Please copy the records below word for word, starting at the beginning and continuing through the line with "point(427, 834)", including that line. Leave the pictures out of your copy.

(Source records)
((
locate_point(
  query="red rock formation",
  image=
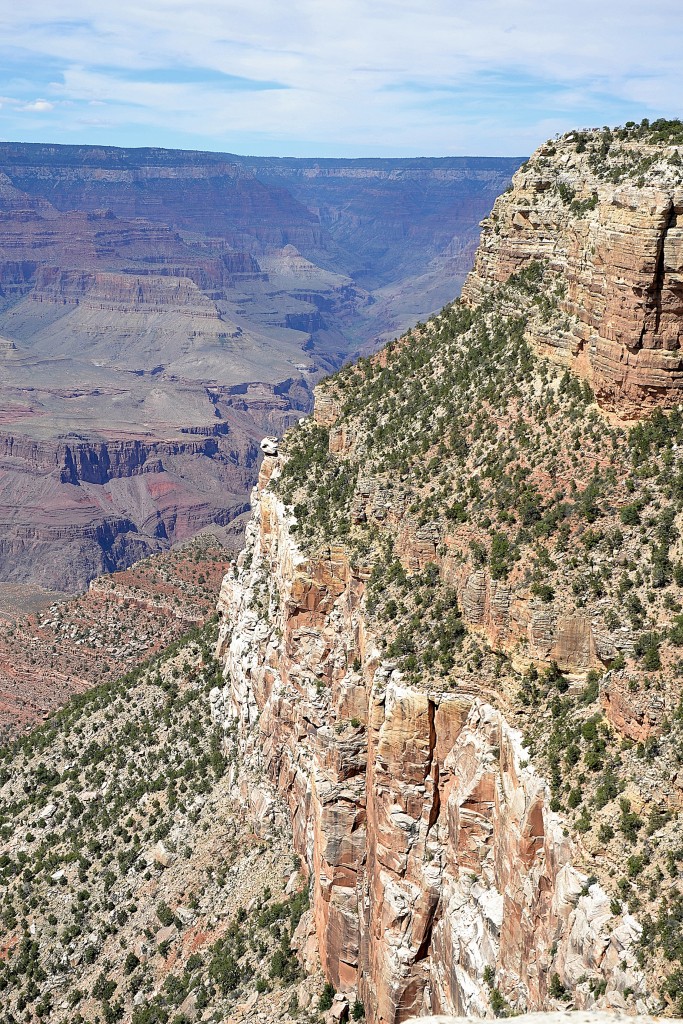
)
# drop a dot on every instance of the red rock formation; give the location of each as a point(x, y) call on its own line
point(619, 250)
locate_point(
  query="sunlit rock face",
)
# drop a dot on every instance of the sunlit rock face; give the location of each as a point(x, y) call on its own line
point(617, 242)
point(427, 834)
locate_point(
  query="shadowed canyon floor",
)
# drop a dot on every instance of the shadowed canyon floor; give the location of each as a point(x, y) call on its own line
point(162, 310)
point(431, 750)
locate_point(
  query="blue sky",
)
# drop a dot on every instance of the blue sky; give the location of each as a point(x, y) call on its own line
point(335, 77)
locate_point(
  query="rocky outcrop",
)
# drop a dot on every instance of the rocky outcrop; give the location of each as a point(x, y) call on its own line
point(615, 240)
point(436, 863)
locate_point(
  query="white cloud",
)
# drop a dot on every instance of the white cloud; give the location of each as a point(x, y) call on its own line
point(385, 74)
point(38, 107)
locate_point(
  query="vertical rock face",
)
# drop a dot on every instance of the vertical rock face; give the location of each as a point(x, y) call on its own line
point(607, 216)
point(432, 850)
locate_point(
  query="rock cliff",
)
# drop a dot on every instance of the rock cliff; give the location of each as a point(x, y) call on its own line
point(150, 293)
point(451, 650)
point(433, 853)
point(604, 210)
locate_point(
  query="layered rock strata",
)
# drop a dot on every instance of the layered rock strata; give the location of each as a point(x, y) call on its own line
point(433, 853)
point(615, 237)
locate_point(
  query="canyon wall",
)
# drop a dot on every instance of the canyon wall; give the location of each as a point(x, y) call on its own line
point(434, 856)
point(605, 215)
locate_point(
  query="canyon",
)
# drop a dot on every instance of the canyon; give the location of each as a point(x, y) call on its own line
point(430, 664)
point(146, 295)
point(428, 759)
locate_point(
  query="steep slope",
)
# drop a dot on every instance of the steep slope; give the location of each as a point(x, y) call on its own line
point(147, 294)
point(603, 209)
point(452, 648)
point(133, 889)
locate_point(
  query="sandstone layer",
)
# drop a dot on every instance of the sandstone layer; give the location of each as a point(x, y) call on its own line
point(428, 836)
point(146, 295)
point(606, 216)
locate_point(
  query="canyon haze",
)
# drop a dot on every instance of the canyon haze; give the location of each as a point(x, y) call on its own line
point(161, 310)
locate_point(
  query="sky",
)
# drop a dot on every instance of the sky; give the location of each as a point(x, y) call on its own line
point(334, 78)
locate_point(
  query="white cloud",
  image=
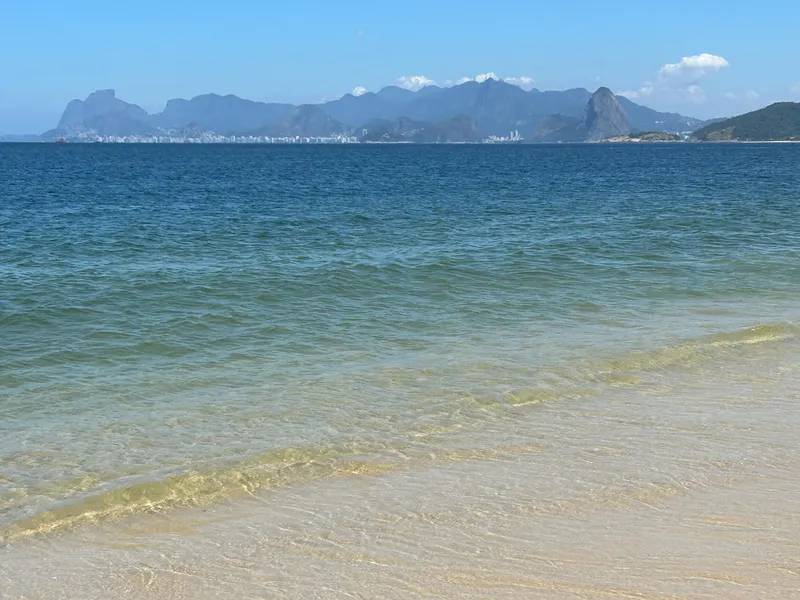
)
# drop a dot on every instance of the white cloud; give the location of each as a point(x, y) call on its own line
point(746, 95)
point(484, 76)
point(693, 67)
point(480, 78)
point(523, 81)
point(644, 91)
point(414, 82)
point(681, 77)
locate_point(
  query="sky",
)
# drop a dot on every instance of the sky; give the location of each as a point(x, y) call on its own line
point(702, 59)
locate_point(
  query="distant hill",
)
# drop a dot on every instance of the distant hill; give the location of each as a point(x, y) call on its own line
point(642, 118)
point(307, 120)
point(458, 129)
point(104, 112)
point(494, 107)
point(220, 114)
point(603, 117)
point(776, 122)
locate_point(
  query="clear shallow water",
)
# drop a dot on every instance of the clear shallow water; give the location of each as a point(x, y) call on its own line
point(185, 326)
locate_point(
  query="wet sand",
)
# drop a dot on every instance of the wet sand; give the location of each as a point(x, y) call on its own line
point(685, 485)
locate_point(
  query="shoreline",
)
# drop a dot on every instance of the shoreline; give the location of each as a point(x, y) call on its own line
point(604, 496)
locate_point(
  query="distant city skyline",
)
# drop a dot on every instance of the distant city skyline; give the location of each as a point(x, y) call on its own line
point(702, 60)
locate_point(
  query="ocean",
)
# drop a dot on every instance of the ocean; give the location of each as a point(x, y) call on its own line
point(402, 371)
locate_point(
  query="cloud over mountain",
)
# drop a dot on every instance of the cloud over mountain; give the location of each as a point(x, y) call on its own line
point(681, 77)
point(414, 82)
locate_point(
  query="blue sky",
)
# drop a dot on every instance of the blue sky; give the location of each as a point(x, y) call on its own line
point(702, 59)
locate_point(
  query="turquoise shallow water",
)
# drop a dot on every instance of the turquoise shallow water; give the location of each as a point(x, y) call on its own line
point(184, 324)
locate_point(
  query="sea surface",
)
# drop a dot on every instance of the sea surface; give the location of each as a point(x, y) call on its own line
point(400, 371)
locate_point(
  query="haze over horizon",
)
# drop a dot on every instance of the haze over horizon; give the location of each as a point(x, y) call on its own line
point(695, 60)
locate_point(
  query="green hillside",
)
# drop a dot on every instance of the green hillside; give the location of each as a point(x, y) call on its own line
point(776, 122)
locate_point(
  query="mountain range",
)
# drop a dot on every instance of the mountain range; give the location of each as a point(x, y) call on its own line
point(776, 122)
point(467, 112)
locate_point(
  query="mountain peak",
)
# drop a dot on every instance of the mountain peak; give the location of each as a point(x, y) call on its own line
point(605, 116)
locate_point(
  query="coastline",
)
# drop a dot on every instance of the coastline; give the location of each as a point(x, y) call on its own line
point(633, 493)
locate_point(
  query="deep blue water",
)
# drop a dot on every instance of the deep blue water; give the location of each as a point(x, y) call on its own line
point(224, 311)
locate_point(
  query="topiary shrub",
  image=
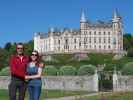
))
→ Solution for this task
locate_point(
  query="red rock formation",
  image=
)
# drop a dot on every instance of the red rock formation; give the location of each as a point(x, y) call on its own line
point(619, 250)
locate_point(
  query="sunlit rock face",
)
# drop a dot on every instance of the sunlit rock face; give the location of each as a point(x, y) call on its own line
point(617, 242)
point(427, 834)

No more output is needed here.